Innerworkings of BBDs/clocks

[Taylor]

Something I've never seen or read is an in-depth explanation of what's going on inside a BBD-based delay. I have checked out schematics and datasheets, and I get the basic concept. The clock is a series of pulses, and the pulses step through the individual FET/capacitor stages, which I think dumps the charge stored in stage n into stage n+1, while simultaneously dumping the charge stored in stage n-1 into stage n. The charge is a continuously variable analog voltage which represents a single time-discrete sample of the input. Am I right so far?

What's the purpose of having CP1 and CP2, which appear to be the same clock but in antiphase?

Then, the real question, which is why I'm interested in this in the first place: how can we mess with this? Would it be possible to use 2 different clocks into the CP1 and CP2 inputs of the BBD? And would this give us any interesting/unexpected results? Different read/write speeds for example - I know, if this was possible people would have been doing it long ago, but I'm interested in exploring the idea and seeing if there are some new directions for it.

[Mark Hammer]

Why are there two clock lines?

Simple.  Think of it like canal locks.  Each step of the canal lock has to be isolated from every other.

So, your boat comes in on the right.  We'll call the three segments A, B, and C from left to right.
To move from C to B, the lock between B and C has to open.  But the lock between A and B has to stay closed in order for the water level in B to be at the right level.  When the B/C lock opens and you enter, the level in B is gradually reduced to be equal with the level in A.  But it can only do so if door B/C is closed.  Once the B level is where it needs to be, lock A/B opens, but lock B/C remains closed.

For the charge at any given moment to be "sampled", it has to be "let in" to the storage capacitor of that stage.  It can't leak forward to the next stage, and it can't leak back either.  So some doors have to be open, and some closed in order for the sample to move to the next position, just like our boat.

Two complementary clock lines are used, along with two complementary sets of stages.  For one set of stages, "tick" represents a door forward being opened to let the cap charge up, and "tock" closes the door behind it.  For the other set of stages, "tick" closes doors, while "tock" opens them.  What you end up with is two interleaved sets of alternating samples.  When you stitch them together, you get a continuously sampled signal.

The question you forgot to ask was "Why are there two outputs?".  And the reason why there are two outputs underlies the reason why there are two clock lines.

Could you "mess with" the clocklines and use unsynchronized clocks?  Yeah, I suppose you could.  Would it sound anywhere within driving distance of what you sampled?  Not bloody likely.  Maybe what a person might consider for  "bitcrusher"-like effects would be using a counter such that every Nth clock pulse to each clock line was omitted.  Each side would be slowed down by the exact same number of clock cycles, but it wouldn't be the exact same moment in time.

▶ _Short task 1_
Find each line in the rows below that contains the word "mirror", and copy those lines.

▶ _Exercise input_

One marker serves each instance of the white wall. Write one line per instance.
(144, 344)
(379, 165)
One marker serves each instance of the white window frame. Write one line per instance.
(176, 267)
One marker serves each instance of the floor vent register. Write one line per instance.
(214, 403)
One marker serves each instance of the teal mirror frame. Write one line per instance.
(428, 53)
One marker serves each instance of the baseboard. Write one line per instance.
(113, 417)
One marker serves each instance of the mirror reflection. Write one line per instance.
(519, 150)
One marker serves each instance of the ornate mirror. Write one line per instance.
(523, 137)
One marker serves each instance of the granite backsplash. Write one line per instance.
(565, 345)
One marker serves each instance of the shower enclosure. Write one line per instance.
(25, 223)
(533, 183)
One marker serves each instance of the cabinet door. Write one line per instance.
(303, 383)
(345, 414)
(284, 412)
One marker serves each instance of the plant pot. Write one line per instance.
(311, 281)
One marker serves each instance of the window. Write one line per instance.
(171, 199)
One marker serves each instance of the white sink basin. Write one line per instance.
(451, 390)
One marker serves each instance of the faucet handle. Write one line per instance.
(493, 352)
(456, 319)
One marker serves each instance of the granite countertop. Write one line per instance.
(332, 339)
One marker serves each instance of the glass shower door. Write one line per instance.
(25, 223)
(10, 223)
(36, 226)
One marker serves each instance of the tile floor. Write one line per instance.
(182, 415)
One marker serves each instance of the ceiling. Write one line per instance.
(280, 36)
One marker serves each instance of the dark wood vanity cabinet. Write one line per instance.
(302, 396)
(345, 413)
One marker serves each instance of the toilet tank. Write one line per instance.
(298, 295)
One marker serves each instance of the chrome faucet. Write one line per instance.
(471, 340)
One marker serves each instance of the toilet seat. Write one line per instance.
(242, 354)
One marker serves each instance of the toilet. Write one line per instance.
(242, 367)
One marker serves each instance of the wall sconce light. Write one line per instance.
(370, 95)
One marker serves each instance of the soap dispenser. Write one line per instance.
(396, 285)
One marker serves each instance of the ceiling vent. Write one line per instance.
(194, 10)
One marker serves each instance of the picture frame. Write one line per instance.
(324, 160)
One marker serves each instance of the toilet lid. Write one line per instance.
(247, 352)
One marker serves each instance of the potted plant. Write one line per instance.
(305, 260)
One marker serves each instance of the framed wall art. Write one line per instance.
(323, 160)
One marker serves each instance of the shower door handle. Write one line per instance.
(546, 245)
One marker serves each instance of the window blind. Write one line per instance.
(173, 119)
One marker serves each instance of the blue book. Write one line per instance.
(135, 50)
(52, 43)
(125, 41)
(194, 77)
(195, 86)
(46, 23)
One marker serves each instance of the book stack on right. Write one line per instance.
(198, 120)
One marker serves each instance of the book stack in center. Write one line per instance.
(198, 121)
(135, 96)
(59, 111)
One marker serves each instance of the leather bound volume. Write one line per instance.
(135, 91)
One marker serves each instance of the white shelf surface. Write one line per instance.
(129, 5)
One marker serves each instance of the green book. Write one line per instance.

▶ _Short task 2_
In the thread about BBD delays, what does the reply compare the two clock lines to in order to explain them?

▶ _Full response 1_
One marker serves each instance of the teal mirror frame. Write one line per instance.
One marker serves each instance of the mirror reflection. Write one line per instance.
One marker serves each instance of the ornate mirror. Write one line per instance.

▶ _Full response 2_
Canal locks.